======== PASSAGE SHOWN ========
More than surviving

“This sucks.” A friend texted me the other day about the isolation of this pandemic. The toll is significant as we approach four months of social distancing. I miss interacting with my neighbors and friends, singing, sharing meals and village parenting.

As human beings we are made to connect and relate. As a church, we organized our whole life together to be incarnational—to reveal the love of Christ as we relate face to face. It is disorienting and hard to hold on to faith when we can’t express it and live it out in the same way.

Weekly meetings over Zoom with my cell are not the same as gathering in a living room over chips and salsa, but the heart of what we are doing is still there. But we show up online every week because when people gather together in love, with Jesus in their midst, good things happen (even through a screen!). We are working out what it means to be the church and we still have the opportunity to bring our gifts, share our lives, and work out faith as we relate.

Everyone in my cell is hurting and facing uncertainty right now. From finances or employment, mental and physical health issues, to isolation or logistics with kids. Plus, many of us are sick of life online! All of those troubles come with us when we log on to the call each week. There are no expectations to leave them behind. We are real people with real trouble and we need help. So we look to Jesus.

Instead of just venting to one another, we read a Jesus story to understand and relate to something outside of ourselves. We work together to interpret the significance of what we are reading in the context it was written which helps us hear from God in a way that is relevant to our present moment. There is room for all of what we are facing to come up. And somehow, every time, Jesus meets us.

Cells, by design, are not a Bible study or a lesson. We are not boiling it down to a right answer (as if there is one). We are also not a support group or therapy. People do learn things, get support and heal, but in the context of relating to each other and to Jesus. This is more than just helping each other survive. We can actually find life in Jesus in the midst of a pandemic, even through a screen.
========
■ **WORK INSTRUCTION 1**: In the essay about cell meetings, write out the part that begins with the words "Instead of just" and ends with "through a screen.".
■ **WORK INSTRUCTION 2**: Using the essay about cell meetings, state whether each statement agrees with it, and quote the words that decide each one. (a) The friend's text was about the isolation of the pandemic. (b) The cell now meets in a living room every week. (c) Cells are designed to be a Bible study.
■ **WORK INSTRUCTION 3**: The essay about cell meetings names things the writer misses during social distancing. List them all.
The entries that follow the essay come from a separate source.
======== PROVIDED RECORDS ========
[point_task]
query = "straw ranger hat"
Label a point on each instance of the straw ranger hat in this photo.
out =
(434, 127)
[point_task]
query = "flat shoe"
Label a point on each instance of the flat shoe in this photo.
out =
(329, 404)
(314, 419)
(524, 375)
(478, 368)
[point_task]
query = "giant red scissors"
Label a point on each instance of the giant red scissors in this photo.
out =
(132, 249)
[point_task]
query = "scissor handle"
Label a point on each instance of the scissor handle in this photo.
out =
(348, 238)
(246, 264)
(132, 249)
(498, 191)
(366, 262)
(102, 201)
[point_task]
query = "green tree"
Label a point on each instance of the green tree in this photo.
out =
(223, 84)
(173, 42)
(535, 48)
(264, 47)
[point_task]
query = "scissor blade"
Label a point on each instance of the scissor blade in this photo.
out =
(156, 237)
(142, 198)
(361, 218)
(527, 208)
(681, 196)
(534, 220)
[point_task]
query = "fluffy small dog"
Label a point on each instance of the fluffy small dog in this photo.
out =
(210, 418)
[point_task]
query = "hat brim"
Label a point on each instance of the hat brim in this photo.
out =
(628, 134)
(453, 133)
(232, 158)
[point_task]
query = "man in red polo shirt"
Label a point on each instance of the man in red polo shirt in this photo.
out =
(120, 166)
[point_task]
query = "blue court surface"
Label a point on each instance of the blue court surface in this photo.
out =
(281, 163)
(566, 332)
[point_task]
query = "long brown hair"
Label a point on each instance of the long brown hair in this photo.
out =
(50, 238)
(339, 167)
========
■ **YOUR RESPONSE 1**:
Instead of just venting to one another, we read a Jesus story to understand and relate to something outside of ourselves. We work together to interpret the significance of what we are reading in the context it was written which helps us hear from God in a way that is relevant to our present moment. There is room for all of what we are facing to come up. And somehow, every time, Jesus meets us.

Cells, by design, are not a Bible study or a lesson. We are not boiling it down to a right answer (as if there is one). We are also not a support group or therapy. People do learn things, get support and heal, but in the context of relating to each other and to Jesus. This is more than just helping each other survive. We can actually find life in Jesus in the midst of a pandemic, even through a screen.

■ **YOUR RESPONSE 2**:
(a) Yes: "A friend texted me the other day about the isolation of this pandemic."
(b) No: "Weekly meetings over Zoom with my cell are not the same as gathering in a living room over chips and salsa"
(c) No: "Cells, by design, are not a Bible study or a lesson."

■ **YOUR RESPONSE 3**:
- interacting with neighbors and friends
- singing
- sharing meals
- village parenting